Instructions to follow: Copy each of the records below word for word, with nothing changed.
## START
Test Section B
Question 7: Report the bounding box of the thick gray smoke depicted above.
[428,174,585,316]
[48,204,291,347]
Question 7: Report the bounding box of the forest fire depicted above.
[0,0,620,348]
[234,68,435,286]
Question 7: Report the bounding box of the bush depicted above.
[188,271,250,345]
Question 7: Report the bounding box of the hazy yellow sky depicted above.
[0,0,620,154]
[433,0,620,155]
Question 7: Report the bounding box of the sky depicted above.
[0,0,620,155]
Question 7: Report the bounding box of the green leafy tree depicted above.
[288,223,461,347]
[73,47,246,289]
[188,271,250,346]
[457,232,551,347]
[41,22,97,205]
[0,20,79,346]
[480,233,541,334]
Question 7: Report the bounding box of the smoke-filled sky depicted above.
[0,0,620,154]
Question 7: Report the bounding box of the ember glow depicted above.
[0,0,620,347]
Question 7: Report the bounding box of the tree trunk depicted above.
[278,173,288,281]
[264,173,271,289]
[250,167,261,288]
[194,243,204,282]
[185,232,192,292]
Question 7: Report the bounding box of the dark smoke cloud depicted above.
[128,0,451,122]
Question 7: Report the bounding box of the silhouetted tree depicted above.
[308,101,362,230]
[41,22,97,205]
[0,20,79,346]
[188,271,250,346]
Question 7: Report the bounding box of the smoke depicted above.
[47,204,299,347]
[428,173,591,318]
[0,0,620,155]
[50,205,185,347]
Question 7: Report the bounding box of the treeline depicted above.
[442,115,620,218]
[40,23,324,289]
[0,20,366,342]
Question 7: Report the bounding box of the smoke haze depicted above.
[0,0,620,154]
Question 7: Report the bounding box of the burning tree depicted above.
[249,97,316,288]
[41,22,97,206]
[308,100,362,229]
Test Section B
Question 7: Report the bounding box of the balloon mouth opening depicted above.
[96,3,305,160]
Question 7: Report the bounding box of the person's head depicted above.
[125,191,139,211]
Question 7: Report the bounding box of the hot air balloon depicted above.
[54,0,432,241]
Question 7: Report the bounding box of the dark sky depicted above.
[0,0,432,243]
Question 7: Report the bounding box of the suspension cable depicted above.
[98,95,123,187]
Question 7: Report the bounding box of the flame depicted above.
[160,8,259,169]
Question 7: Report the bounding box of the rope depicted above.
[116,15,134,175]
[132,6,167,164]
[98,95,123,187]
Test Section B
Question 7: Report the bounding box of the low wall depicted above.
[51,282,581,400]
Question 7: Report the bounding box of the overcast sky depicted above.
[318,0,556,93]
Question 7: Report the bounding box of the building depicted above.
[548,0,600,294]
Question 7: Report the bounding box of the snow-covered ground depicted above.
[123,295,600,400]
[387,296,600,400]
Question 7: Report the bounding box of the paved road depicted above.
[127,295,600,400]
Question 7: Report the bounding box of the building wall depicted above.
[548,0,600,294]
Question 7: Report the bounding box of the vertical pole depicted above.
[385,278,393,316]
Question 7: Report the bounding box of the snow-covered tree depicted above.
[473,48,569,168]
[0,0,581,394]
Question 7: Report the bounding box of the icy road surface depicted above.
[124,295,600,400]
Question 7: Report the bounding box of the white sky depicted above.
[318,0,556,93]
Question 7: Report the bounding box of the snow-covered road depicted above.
## END
Completed task:
Test Section B
Question 7: Report the bounding box of the thick gray smoke depicted above.
[428,174,585,316]
[48,204,291,347]
Question 7: Report the bounding box of the forest fire depicted above.
[0,0,620,348]
[234,68,435,286]
Question 7: Report the bounding box of the bush depicted above.
[188,271,250,345]
Question 7: Report the bounding box of the hazy yellow sky depicted above.
[0,0,620,154]
[433,0,620,155]
Question 7: Report the bounding box of the sky depicted above.
[0,0,620,155]
Question 7: Report the bounding box of the green leafy tree depicted above.
[288,223,461,347]
[73,47,246,289]
[188,271,250,346]
[457,232,551,347]
[41,22,97,205]
[0,20,79,346]
[480,233,541,334]
Question 7: Report the bounding box of the smoke-filled sky depicted above.
[0,0,620,154]
Question 7: Report the bounding box of the ember glow depicted above.
[0,0,620,347]
Question 7: Report the bounding box of the tree trunk depicted above.
[278,173,288,281]
[264,173,271,289]
[250,167,261,288]
[194,243,204,282]
[185,232,192,292]
Question 7: Report the bounding box of the dark smoke cloud depicted above.
[128,0,451,122]
Question 7: Report the bounding box of the silhouetted tree depicted above.
[308,101,362,230]
[41,22,97,205]
[0,20,79,346]
[188,271,250,346]
Question 7: Report the bounding box of the smoke depicted above.
[47,204,299,347]
[428,173,591,318]
[0,0,620,155]
[50,205,185,347]
Question 7: Report the bounding box of the treeline depicted above.
[442,115,620,218]
[40,23,324,289]
[0,20,366,342]
Question 7: Report the bounding box of the smoke haze depicted above.
[0,0,620,154]
Question 7: Report the bounding box of the burning tree depicted above.
[249,97,316,288]
[41,22,97,206]
[308,100,362,229]
Test Section B
Question 7: Report the bounding box of the balloon mouth opening depicted above.
[96,3,305,160]
Question 7: Report the bounding box of the person's head depicted above.
[125,191,139,211]
Question 7: Report the bounding box of the hot air balloon depicted above.
[54,0,432,241]
Question 7: Report the bounding box of the dark sky depicted above.
[0,0,432,243]
Question 7: Report the bounding box of the suspension cable depicted above.
[98,95,123,187]
Question 7: Report the bounding box of the flame depicted above.
[160,8,259,169]
Question 7: Report the bounding box of the rope depicted above.
[116,15,134,175]
[132,6,167,164]
[98,95,123,187]
Test Section B
Question 7: Report the bounding box of the low wall depicted above.
[51,282,581,400]
Question 7: Report the bounding box of the overcast sky depicted above.
[318,0,556,93]
Question 7: Report the bounding box of the building depicted above.
[548,0,600,294]
Question 7: Report the bounding box of the snow-covered ground depicted above.
[123,295,600,400]
[387,296,600,400]
Question 7: Report the bounding box of the paved road depicted above.
[127,295,600,400]
Question 7: Report the bounding box of the building wall depicted above.
[548,0,600,294]
Question 7: Report the bounding box of the vertical pole depicted above.
[385,278,393,316]
Question 7: Report the bounding box of the snow-covered tree depicted above.
[473,48,569,168]
[0,0,581,394]
Question 7: Report the bounding box of the icy road surface depicted above.
[124,295,600,400]
Question 7: Report the bounding box of the white sky depicted above.
[318,0,556,93]
Question 7: Report the bounding box of the snow-covered road depicted above.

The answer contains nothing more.